People told the district. Parents called the athletic director. Students watched it happen in the school parking lot. And nothing was done.
In March 2026, a former Woodside High School student filed a civil lawsuit against the Sequoia Union High School District alleging it failed to protect her against a volleyball coach who allegedly groomed and sexually assaulted her starting when she was 15 years old. According to a report by Local News Matters, multiple complaints were raised to school administrators and dismissed. The coach, Thomas Feng, was later arrested and charged with felony sexual assault of a person under the age of 18.
The lawsuit also names Academy Volleyball, a Bay Area youth volleyball club where Feng also coached and where the same alleged abuse continued. At Easton & Easton, we represent survivors of school and youth sports sexual abuse across California. This case illustrates precisely how institutional inaction transforms a preventable harm into an ongoing one.
Key Takeaways
- Thomas Feng, 26, a volleyball coach at Woodside High School, was arrested and charged with felony sexual assault of a person under the age of 18 by the San Mateo County District Attorney’s Office.
- The alleged abuse began when the student was 15 years old and included multiple incidents on school grounds and at school-sanctioned events.
- At least three separate complaints or expressions of concern were made to school administrators — by students, players, and a parent — before Feng was arrested. All were dismissed or ignored.

MATERIAL PROVIDED:
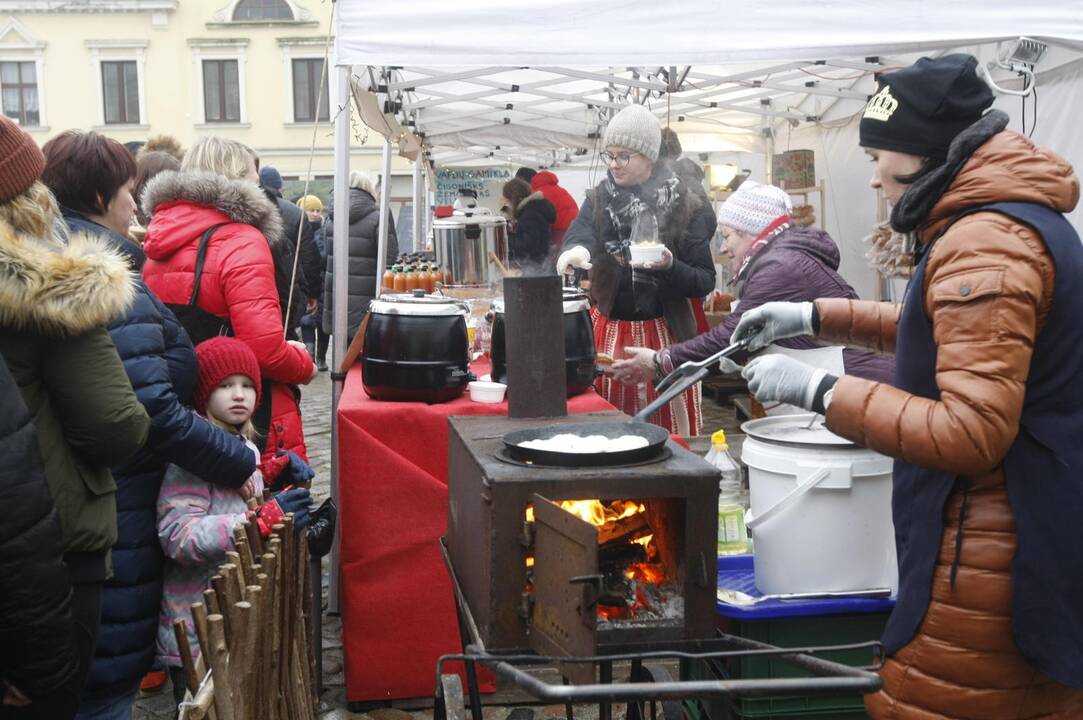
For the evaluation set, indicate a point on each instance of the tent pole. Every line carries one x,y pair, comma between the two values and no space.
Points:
381,248
768,143
340,270
418,206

REQUIRED TASKS:
**a.** According to the lawsuit article, which youth volleyball club is also named in the lawsuit?
**b.** Write out the part of the lawsuit article starting with "Key Takeaways" and going on through "District Attorney’s Office.".
The lines have no connection to the lawsuit article.

EXPECTED OUTPUTS:
**a.** Academy Volleyball

**b.**
Key Takeaways
- Thomas Feng, 26, a volleyball coach at Woodside High School, was arrested and charged with felony sexual assault of a person under the age of 18 by the San Mateo County District Attorney’s Office.